[Referring expression data]

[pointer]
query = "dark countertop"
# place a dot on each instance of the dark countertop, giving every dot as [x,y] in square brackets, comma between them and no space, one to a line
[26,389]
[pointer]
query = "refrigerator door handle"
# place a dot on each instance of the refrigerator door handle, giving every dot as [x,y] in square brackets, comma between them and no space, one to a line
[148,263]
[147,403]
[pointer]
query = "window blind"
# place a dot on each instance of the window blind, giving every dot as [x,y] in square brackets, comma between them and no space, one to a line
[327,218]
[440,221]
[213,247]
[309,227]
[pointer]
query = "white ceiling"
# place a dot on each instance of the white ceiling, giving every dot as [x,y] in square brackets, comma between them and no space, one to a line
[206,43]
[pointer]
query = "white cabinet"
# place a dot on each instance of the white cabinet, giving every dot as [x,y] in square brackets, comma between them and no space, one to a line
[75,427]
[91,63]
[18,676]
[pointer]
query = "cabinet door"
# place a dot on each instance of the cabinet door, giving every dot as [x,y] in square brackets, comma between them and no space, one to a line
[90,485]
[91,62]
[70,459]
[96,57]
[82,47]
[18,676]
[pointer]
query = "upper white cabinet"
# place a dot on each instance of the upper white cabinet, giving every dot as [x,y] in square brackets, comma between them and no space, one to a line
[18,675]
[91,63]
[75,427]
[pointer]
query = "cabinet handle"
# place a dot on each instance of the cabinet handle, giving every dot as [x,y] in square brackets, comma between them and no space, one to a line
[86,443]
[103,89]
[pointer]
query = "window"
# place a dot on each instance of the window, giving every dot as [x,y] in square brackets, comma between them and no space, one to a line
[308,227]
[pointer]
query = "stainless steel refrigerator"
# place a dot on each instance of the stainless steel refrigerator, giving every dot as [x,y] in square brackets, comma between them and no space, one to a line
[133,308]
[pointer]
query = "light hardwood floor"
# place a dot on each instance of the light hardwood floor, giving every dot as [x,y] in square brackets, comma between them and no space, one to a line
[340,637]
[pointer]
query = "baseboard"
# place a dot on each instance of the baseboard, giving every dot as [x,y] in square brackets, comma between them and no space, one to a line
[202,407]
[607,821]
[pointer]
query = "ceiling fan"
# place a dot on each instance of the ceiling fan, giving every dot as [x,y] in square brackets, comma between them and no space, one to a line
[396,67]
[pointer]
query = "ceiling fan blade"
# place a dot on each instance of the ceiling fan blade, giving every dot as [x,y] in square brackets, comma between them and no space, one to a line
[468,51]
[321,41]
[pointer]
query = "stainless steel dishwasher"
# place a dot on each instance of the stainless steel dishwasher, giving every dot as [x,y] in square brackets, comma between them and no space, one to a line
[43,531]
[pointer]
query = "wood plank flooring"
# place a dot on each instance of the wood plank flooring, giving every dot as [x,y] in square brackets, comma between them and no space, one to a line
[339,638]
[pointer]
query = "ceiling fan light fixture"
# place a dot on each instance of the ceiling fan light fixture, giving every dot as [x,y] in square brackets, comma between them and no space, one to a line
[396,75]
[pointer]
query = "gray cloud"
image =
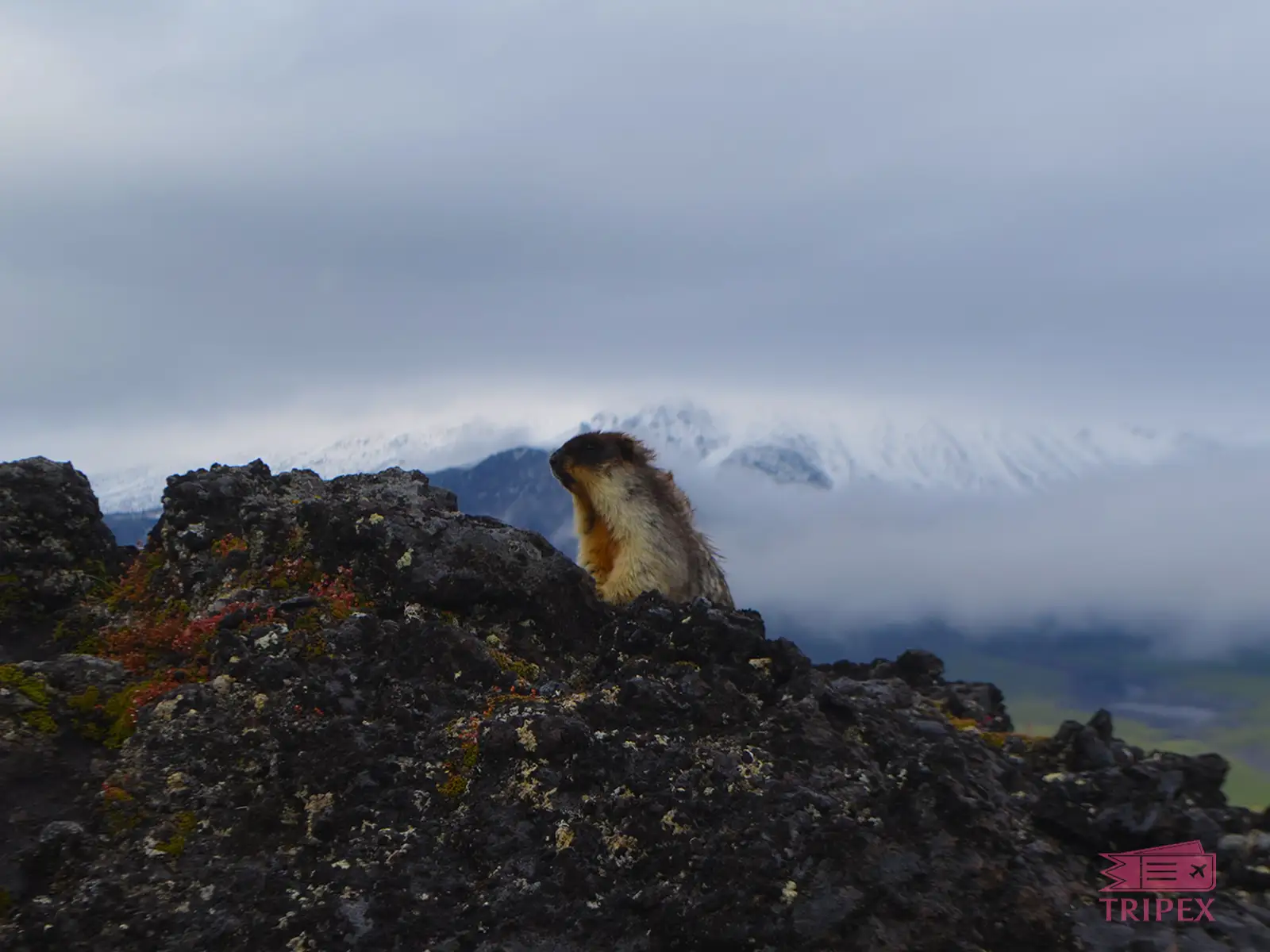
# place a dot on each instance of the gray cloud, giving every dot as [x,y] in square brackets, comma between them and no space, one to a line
[1178,550]
[207,209]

Exercise aim: Every line above should be transcribed exactly, though no image should be carried over.

Exercise result:
[pointer]
query = "dark countertop"
# place a dot on each instance of the dark countertop, giving every dot as [x,y] in square brackets, comma between them and no space, one to a line
[26,389]
[pointer]
query = "refrigerator door handle"
# place a dot on each instance of the refrigerator door handle, giving every dot as [x,y] in square brackets, comma between them and no space, one to a line
[148,263]
[147,403]
[pointer]
query = "window blind"
# place a dot on each instance of the window blind, giving every dot as [x,y] in square brackets, comma between them and no space, one to a line
[327,218]
[440,221]
[213,247]
[309,227]
[pointer]
query = "white ceiling"
# place a dot on each instance of the white ceiling, giving every dot as [x,y] in square brackets, comma between them and no space, one to a line
[206,43]
[pointer]
query = "white cabinet"
# place a dot on each instance of the white cabinet, giving every dot as [x,y] in square brackets, comma between them and no space, one to a line
[75,427]
[91,63]
[18,676]
[pointer]
query = "cabinet door"
# place a dot on each instance of the cabinet door, giving every dot as [x,y] in square brackets, comma between them and no space, one to a line
[90,485]
[91,62]
[70,459]
[96,57]
[82,47]
[18,676]
[pointer]
query = "upper white cabinet"
# place a dot on each instance of the upper white cabinet, giving every dot as [x,y] in square brackets, comma between them and no space, one to a line
[18,675]
[91,63]
[75,427]
[pointer]
query = "cabinet handle"
# place a dot on each instance of the cabinet handle, giving every dot as [x,y] in square brackets, comma between them and no space, one to a line
[86,443]
[103,89]
[pointer]
query = "window"
# place a dot on each instance of the window, giving every dot as [x,y] in square brackets, comma between them and no space, one to a line
[308,227]
[pointer]
query = "stainless steel refrigerator"
# place a dot on each instance of the stainless steel refrigerator, giving every dot as [x,y] in square brackets, comma between them and no space, one to a line
[133,308]
[pointer]
query = "light hardwood floor"
# place a dot on each instance of the light hardwood floor, giving every dot as [x,y] in square brackets, comma between them and no space, one to a line
[340,637]
[pointer]
query = "baseboard"
# place a dot on each instance of the baseboard, giving every dot as [x,y] in square brackets, comma between them and no space, one to a line
[202,407]
[607,821]
[pointer]
query = "ceiling fan"
# place a dot on each instance of the ceiling fan, giving every dot as [x,y] in square brackets, comma between them and no space, one to a line
[396,67]
[pointer]
query = "ceiling fan blade"
# place a dot on each instance of the ceiling fan blade, giving every dot as [x,y] in square brackets, comma between them and no space, one to a line
[468,51]
[321,41]
[pointer]
query = "stainless steel dishwasher"
# place a dot on each instance of the stainless steel dishwasher, giving every dot as [x,y] in square brackets, comma between them and no space, one to a line
[43,531]
[pointer]
query = "wood plank flooring"
# place a dot on each instance of the wood plank flooring, giving every dot as [x,y] in square brackets, comma between them and no space, one to a line
[339,638]
[pointer]
query = "ceiling fan light fixture"
# place a dot on each instance of the ceiling fan light fixture, giving every dot as [x,y] in square brackets, comma between them and no space, one to a line
[396,75]
[pointer]
query = "gray cloud"
image =
# place a dot on each instance of the gray cloud, giving every dot as [x,y] in square brackets, comma between them and no space, one to a line
[1178,550]
[207,209]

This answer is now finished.